**WAS ZU TUN IST**
Schreibe aus dem folgenden Textabschnitt über die Frühbesprechung alle Sätze heraus, die mit einem Fragezeichen enden.

**TEXTABSCHNITT**
━━━━━━━━

Nach der Frühbesprechung nimmt der Chef mich zur Seite.
„Ich muss da noch was mit Ihnen besprechen…“
Oje! Die Kinnlade fällt mir gefühlte zwei Meter tief runter.
„…es geht um den Herrn Großbaum!“
Na klar, worum denn sonst? Wo ist hier der Notausgang? Oder der Knopf zum Unsichtbarmachen?
„Jetzt machen Sie sich mal keine Sorgen!“
Aha?
„Der Sohn hat Sie übrigens sehr gelobt. Sie hätten ihm sehr kompetent Auskunft gegeben. Er hat auch kurz mit seinem Vater telefoniert…“
Das weiß ich allerdings!

━━━━━━━━

**DATENAUSZUG**

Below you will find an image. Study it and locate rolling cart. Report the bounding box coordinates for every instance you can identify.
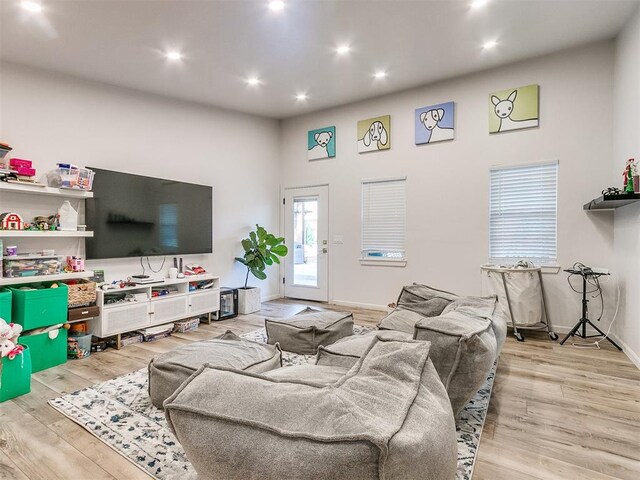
[481,265,558,342]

━━━━━━━━

**ANTWORT ZUR ÜBUNG**
- Na klar, worum denn sonst?
- Wo ist hier der Notausgang?
- Oder der Knopf zum Unsichtbarmachen?
- Aha?